▶ [TASK DIRECTIONS]: Filter the lines below, keeping only those that contain the word "green". Treat uppercase and lowercase as distinct.

* start INPUT ROWS *

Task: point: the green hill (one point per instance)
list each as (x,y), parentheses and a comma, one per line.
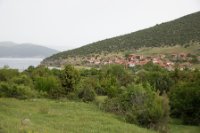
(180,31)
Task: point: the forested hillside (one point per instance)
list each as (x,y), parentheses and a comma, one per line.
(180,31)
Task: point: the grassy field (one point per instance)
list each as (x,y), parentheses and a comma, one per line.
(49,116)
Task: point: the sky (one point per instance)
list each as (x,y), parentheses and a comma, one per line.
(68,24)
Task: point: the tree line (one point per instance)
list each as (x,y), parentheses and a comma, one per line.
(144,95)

* end INPUT ROWS *
* start INPUT ROWS *

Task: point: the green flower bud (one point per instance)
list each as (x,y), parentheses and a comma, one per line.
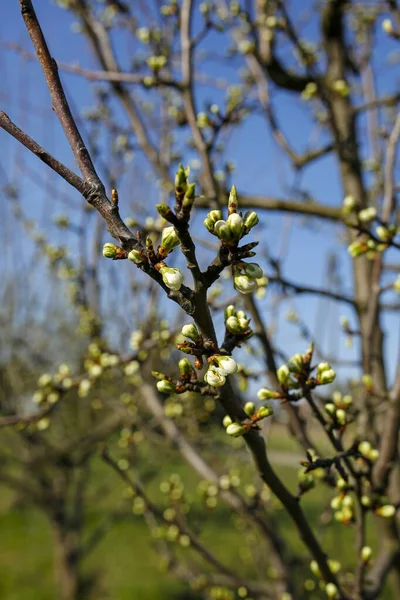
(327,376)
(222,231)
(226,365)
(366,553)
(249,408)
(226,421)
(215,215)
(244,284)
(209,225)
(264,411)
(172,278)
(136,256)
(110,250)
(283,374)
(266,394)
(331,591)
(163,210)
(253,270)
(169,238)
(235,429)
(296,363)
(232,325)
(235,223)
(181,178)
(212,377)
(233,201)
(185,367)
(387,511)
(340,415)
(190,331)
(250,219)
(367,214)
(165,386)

* end INPUT ROWS *
* start INPUT ROWS *

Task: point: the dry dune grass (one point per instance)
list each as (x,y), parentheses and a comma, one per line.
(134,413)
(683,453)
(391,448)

* end INPUT ROWS *

▶ [SOLUTION TO THIS EXERCISE]:
Task: point: the green hill (one point per instance)
Task: point: the green flower bud (one point per instance)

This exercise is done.